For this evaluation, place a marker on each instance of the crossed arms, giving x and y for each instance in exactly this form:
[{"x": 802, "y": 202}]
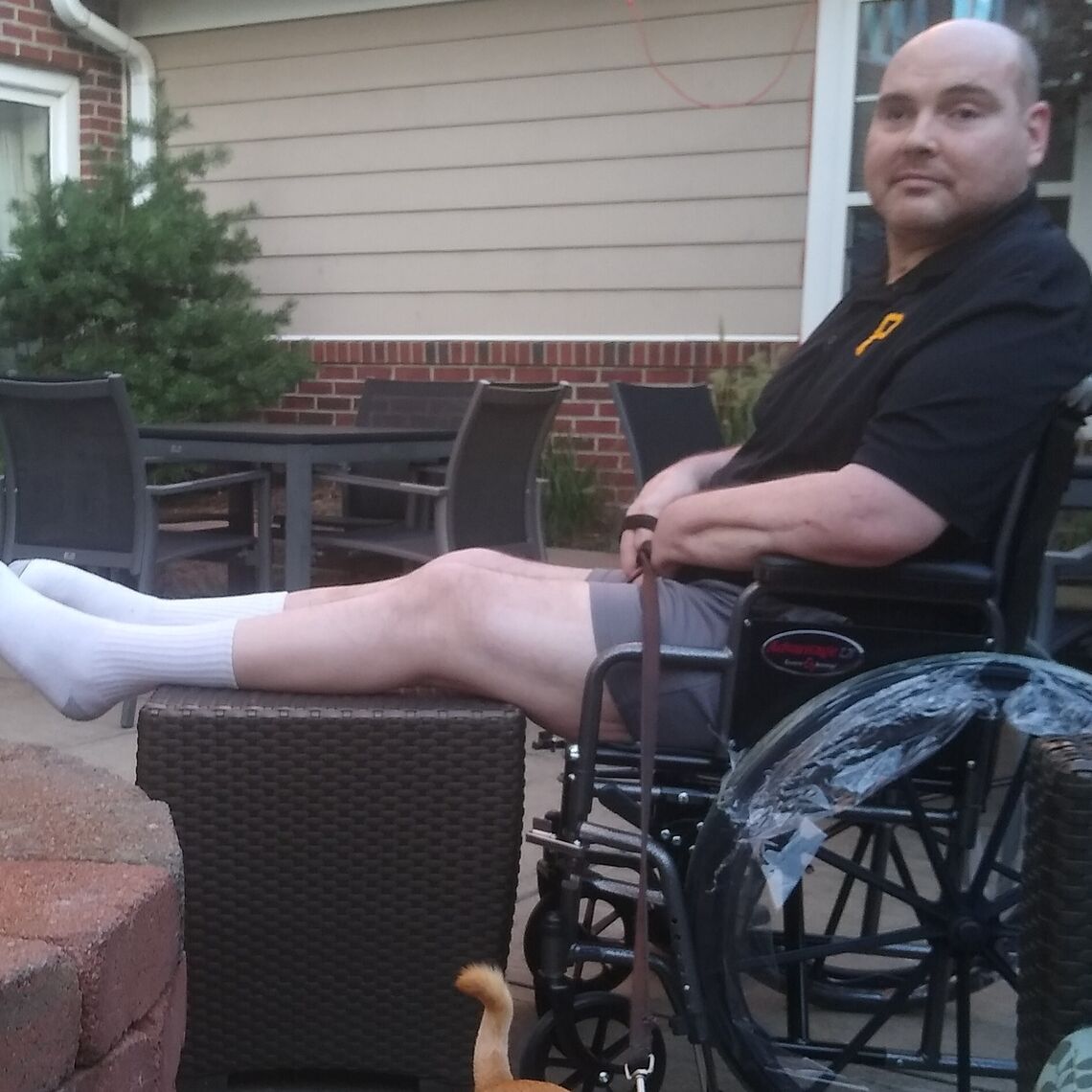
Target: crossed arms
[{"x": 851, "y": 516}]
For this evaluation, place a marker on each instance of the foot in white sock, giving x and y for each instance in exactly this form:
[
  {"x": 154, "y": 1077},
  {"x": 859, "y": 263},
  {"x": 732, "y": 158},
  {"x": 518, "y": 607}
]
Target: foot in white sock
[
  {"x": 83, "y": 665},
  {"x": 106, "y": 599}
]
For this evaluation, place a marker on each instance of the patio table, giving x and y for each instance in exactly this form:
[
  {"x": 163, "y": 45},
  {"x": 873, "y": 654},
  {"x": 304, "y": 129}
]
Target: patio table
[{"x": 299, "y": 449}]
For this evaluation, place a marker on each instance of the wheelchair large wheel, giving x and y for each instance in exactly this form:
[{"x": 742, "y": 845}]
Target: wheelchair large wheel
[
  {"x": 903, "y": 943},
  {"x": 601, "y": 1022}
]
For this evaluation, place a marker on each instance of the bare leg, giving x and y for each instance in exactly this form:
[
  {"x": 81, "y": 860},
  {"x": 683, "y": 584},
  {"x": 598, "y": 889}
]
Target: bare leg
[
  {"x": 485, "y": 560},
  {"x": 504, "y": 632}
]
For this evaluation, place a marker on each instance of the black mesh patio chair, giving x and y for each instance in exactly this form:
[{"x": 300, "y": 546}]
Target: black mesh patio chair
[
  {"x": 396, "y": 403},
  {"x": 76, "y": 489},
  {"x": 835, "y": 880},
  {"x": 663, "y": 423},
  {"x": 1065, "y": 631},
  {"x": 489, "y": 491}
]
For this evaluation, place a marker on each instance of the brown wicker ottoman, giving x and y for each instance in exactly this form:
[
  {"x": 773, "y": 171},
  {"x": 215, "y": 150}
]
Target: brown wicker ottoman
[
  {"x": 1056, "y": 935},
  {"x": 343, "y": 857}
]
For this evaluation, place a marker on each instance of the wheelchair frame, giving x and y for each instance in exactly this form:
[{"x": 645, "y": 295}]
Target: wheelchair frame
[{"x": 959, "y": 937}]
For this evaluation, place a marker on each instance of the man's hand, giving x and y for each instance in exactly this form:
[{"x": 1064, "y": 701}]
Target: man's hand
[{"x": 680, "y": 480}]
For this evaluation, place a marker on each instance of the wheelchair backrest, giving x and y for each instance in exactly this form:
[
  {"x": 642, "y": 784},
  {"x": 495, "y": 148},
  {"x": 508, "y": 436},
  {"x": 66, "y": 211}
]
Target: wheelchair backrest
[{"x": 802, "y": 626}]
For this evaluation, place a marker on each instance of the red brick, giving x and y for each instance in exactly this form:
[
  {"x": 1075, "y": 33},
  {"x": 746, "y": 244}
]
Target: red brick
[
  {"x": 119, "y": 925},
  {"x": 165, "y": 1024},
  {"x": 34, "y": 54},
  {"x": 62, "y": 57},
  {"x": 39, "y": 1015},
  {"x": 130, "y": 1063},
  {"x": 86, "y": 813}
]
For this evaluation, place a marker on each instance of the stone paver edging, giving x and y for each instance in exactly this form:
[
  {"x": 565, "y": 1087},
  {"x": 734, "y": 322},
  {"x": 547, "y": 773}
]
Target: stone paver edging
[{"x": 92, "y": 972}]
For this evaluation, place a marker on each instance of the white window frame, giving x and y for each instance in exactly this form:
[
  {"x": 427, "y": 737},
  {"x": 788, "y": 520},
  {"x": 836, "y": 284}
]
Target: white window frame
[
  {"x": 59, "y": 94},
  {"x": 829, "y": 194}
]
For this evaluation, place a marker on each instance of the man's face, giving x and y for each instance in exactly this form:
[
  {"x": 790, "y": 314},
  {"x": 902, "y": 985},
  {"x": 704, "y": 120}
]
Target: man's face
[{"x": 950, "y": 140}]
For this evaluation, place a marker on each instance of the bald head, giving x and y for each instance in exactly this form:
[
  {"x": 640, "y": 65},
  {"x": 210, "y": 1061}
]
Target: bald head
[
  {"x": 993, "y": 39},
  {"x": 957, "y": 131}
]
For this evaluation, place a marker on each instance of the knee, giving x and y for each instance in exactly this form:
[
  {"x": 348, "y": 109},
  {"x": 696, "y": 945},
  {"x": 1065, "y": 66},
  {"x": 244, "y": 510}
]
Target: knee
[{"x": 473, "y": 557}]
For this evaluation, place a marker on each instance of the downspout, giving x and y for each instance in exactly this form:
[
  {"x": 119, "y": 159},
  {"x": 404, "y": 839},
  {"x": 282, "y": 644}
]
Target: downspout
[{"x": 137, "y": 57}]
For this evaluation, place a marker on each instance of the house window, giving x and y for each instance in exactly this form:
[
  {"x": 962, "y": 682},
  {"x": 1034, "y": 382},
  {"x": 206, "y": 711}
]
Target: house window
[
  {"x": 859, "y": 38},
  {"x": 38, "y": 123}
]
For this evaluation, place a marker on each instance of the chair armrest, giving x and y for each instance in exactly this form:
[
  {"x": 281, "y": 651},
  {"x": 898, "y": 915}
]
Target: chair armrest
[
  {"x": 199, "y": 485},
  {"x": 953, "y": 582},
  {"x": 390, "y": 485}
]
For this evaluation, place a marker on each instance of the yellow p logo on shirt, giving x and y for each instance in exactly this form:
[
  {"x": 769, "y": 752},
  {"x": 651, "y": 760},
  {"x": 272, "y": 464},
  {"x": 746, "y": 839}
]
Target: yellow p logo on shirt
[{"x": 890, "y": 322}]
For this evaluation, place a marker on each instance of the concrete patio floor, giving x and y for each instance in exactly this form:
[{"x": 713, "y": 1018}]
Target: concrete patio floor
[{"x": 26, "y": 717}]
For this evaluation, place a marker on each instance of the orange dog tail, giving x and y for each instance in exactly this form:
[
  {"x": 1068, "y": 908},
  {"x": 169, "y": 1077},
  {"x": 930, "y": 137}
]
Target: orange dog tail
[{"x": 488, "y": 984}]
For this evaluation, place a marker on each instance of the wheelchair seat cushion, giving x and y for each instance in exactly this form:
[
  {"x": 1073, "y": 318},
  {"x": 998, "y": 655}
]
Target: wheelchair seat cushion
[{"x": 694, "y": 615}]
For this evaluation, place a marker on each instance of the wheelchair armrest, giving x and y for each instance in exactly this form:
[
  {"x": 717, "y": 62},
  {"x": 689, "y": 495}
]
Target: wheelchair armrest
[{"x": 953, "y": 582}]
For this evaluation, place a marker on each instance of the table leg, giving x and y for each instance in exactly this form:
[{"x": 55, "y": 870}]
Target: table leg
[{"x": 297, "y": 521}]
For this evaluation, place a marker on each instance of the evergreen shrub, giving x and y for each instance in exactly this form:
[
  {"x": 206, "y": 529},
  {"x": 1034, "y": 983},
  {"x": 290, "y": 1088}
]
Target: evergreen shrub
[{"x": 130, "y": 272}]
* * *
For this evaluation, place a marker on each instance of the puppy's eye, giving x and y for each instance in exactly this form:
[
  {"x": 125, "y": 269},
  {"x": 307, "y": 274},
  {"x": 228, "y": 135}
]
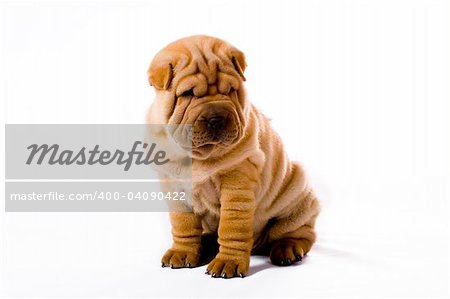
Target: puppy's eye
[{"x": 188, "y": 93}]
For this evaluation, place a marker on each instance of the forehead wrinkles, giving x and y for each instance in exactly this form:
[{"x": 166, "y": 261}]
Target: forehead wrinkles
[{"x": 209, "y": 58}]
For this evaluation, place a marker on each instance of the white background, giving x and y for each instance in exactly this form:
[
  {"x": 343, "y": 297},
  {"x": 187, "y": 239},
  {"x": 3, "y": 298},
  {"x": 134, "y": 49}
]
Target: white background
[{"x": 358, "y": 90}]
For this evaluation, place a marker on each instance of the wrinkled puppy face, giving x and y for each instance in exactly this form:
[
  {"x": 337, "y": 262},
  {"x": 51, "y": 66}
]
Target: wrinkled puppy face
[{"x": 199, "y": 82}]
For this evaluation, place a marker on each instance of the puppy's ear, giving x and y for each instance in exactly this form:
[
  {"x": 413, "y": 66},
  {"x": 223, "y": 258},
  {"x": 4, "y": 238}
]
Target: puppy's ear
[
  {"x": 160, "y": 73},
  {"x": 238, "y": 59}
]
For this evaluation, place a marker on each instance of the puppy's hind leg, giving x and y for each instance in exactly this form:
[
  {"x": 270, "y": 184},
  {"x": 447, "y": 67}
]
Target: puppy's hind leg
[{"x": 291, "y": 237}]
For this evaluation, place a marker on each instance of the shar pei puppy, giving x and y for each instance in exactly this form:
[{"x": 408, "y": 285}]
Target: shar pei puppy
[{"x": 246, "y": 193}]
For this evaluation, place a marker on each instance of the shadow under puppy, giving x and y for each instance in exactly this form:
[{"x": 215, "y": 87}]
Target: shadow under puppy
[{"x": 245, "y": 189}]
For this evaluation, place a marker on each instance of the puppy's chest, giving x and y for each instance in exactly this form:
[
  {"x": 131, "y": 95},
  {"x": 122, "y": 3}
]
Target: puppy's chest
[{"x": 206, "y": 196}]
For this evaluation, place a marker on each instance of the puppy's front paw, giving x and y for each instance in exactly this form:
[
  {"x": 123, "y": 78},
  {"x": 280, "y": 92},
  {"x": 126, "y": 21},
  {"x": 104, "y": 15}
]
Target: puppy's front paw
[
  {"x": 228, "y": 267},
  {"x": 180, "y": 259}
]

Exercise instructions.
List every line of the entries above that contains the string "forehead". Case counts, so include only lines where the letters match in case.

Finished task.
For this evaluation, place a marker on each instance of the forehead wrinkles, giving x and y for each instance in exactly this form:
Target: forehead wrinkles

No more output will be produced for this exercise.